**INSTRUCTIONS TO FOLLOW:** Pick out every line in the entries below that contains the word "marble", and copy each of those lines in full.

**GIVEN DATA:**
━━━━━━━━
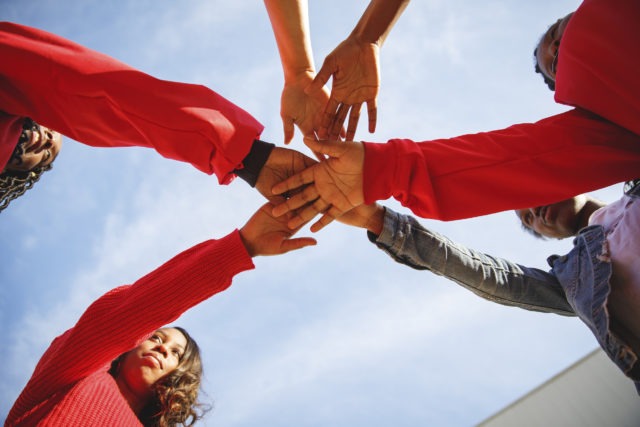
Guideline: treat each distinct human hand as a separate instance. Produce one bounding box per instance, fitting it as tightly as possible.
━━━━━━━━
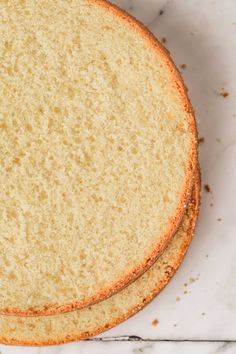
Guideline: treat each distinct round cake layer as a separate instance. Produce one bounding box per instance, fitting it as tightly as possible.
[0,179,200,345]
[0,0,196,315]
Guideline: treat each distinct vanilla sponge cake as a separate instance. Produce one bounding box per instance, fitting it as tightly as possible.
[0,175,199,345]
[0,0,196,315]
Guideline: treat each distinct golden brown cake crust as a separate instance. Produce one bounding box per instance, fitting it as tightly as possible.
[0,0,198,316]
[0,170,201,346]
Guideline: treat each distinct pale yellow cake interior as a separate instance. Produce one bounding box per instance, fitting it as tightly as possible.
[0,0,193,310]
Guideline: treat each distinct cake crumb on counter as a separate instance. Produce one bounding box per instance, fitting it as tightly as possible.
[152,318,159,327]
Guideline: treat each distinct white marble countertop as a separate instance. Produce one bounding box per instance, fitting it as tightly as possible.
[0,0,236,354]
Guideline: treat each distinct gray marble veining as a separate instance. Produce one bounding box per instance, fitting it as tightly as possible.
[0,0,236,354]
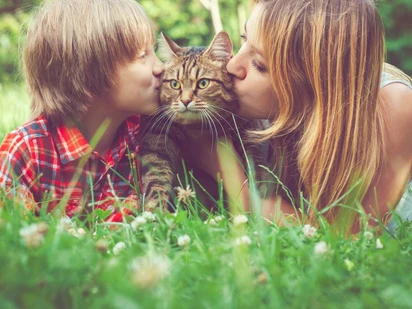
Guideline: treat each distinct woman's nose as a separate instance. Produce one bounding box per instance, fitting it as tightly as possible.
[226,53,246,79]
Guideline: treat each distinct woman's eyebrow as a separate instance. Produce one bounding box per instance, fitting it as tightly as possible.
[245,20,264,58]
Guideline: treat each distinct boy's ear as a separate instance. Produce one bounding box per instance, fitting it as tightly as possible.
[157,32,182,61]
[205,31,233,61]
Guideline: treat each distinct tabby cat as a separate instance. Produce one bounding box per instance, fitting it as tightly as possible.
━━━━━━━━
**EXERCISE RESPONSE:**
Guideline: treat each distinct white marble countertop as a separate instance. Produce one bounding box per instance, fitting it as tightly as possible.
Guideline: treat each distinct gray marble veining as a separate instance. Produce one bounding box per instance, fitting it as tightly as possible.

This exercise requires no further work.